== READING TEXT ==
▬▬▬
I learned something this week: Cocoa powder isn’t raw, it’s cooked. Therefore, just because a brownie isn’t baked like these fudgy beauties doesn’t mean they’re truly raw. This is good to know.

Batch of homemade Espresso Walnut Brownies on a baking sheet

You see I’ve been learning a lot about whole foods lately. It all started with my stumbling upon Sprouted Kitchen where whole foods are tasty, and then ordering the Sprouted Kitchen cookbook. Since then I’ve been treating the thing like it’s my new foodie bible, because it is.

After that profound discovery came My New Roots, which I could rattle on about for hours. But for the sake of being concise, Sarah Britton is a whole foods genius and I want to shrink down to pocket size so I can ride around in her chef coat pocket and learn everything she knows about holistic cooking.

Think she’d mind? (OK, raise your hand if you think riding around in a little pocket would be super fun?!)

Espresso and dates for making our delicious Raw Brownies recipe

Sarah’s taught me a lot about food recently. How medjool dates are best, organic is worth budging for, and cocoa powder is not the same thing as cacao powder, just to name a few.

As Sarah explains, COCOA (koe-koe) powder is cooked which strips it of 90-some percent of its nutrients. However, raw CACAO (kuh-cow) powder is rife with health benefits like calcium, iron, and beta carotene. And it’s one of the top sources of magnesium found in nature.

So you see, cocoa and cacao are very different things, which is important to know if you’re shooting for optimum health like I am (trying to) these days.

Walnuts and almonds for making Raw Walnut Brownies

Unfortunately I was not able to get my hands on raw cacao powder before making these no-bake fudgy brownies, so they are not technically raw. But I have just placed an Amazon order for a bag today so the next time raw brownies appear on this blog they will be so healthy they’ll boast too many health benefits to count.

Oh goody.
▬▬▬
== DATA BLOCK ==
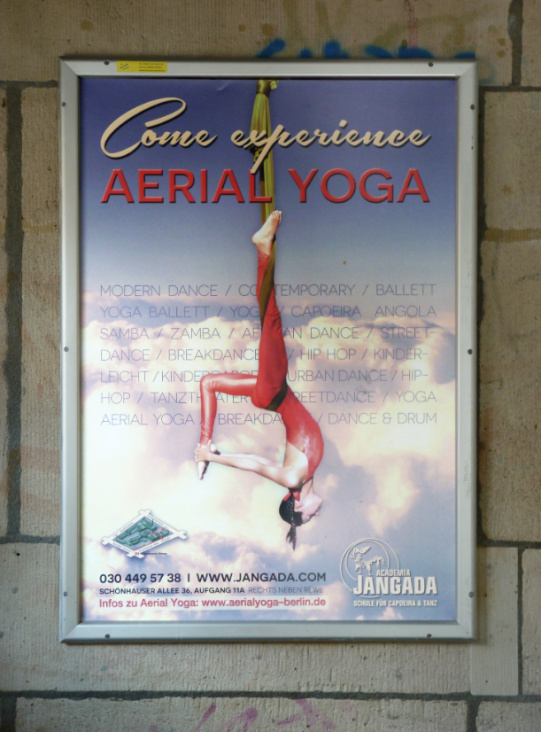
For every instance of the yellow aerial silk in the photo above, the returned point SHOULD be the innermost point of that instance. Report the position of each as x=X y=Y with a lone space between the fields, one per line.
x=261 y=122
▬▬▬
== TASK REQUIREMENTS ==
1. Please copy the passage of the brownie post starting at "Walnuts and almonds" and ending at "benefits to count.".
2. Answer these questions about the brownie post:
(a) According to the post, what share of its nutrients does cocoa powder lose when it is cooked?
(b) Which cookbook did the writer order after finding Sprouted Kitchen?
(c) Where did the writer order a bag of raw cacao powder?
3. Write the next part of the post about cocoa, cacao and no-bake brownies, picking up after its final sentence.

== ANSWERS TO THE EXERCISE ==
1.
Walnuts and almonds for making Raw Walnut Brownies

Unfortunately I was not able to get my hands on raw cacao powder before making these no-bake fudgy brownies, so they are not technically raw. But I have just placed an Amazon order for a bag today so the next time raw brownies appear on this blog they will be so healthy they’ll boast too many health benefits to count.

2.
(a) 90-some percent
(b) The Sprouted Kitchen cookbook
(c) Amazon

3.
But in the meantime, if you don’t have cacao powder you can make these brownies. And if you DO have cacao powder you can make them, too. Yours will just be healthier. But don’t go rubbing it in our faces or we’ll come and eat all your brownies. And how would you like that? Well, that’s what you get for gloating…

Coffee beans and a parchment-lined pan with a batch of our Raw Espresso Brownies

These brownies may not contain any butter, sugar, or flour, but they are some of the best I’ve had. They are moist, rich, dense, full of intense chocolate flavor and a hint of espresso. The walnut chunks make it, in my opinion, but if they’re not your thing leave them out.

I’ve already eaten half the batch since making them last week and have another healthy recipe utilizing them coming up later in the week so stay tuned. You don’t want to miss this ooey-gooey chocolaty treat.

Tall stack of our super simple Espresso Walnut Brownies recipe

5-Minute Espresso Walnut Brownies (No-Bake)

A no-bake, fudgy brownie that’s refined-sugar-, gluten-, and dairy-free. Rich, moist, dense, and full of chocolate espresso flavor.
Author Minimalist Baker
Print
Tall stack of Vegan Espresso Walnut Brownies
4.89 from 53 votes
Prep Time 5 minutes
Total Time 5 minutes
Servings 20 (brownies)
Course Dessert
Cuisine Gluten-Free, Vegan
Freezer Friendly 2 Months
Does it keep? 2 Weeks

Ingredients

  • 1 ½ cups raw walnuts (DIVIDED)
  • 1 cup raw unsalted almonds (roughly chopped)
  • 2 – 2 ½ cups medjool or deglet noor dates (pitted)
  • 3/4 cup cocoa powder OR raw cacao if you have it
  • 1-2 tsp espresso powder or finely ground coffee (depending on preference)
  • 1 pinch sea salt

Instructions

  • Place 1 cup walnuts and 1 cup almonds in food processor and process until finely ground (amounts as original recipe is written // adjust if altering batch size).
  • Add the cocoa powder or cacao, espresso powder, and sea salt. Pulse to combine and then transfer to bowl and set aside.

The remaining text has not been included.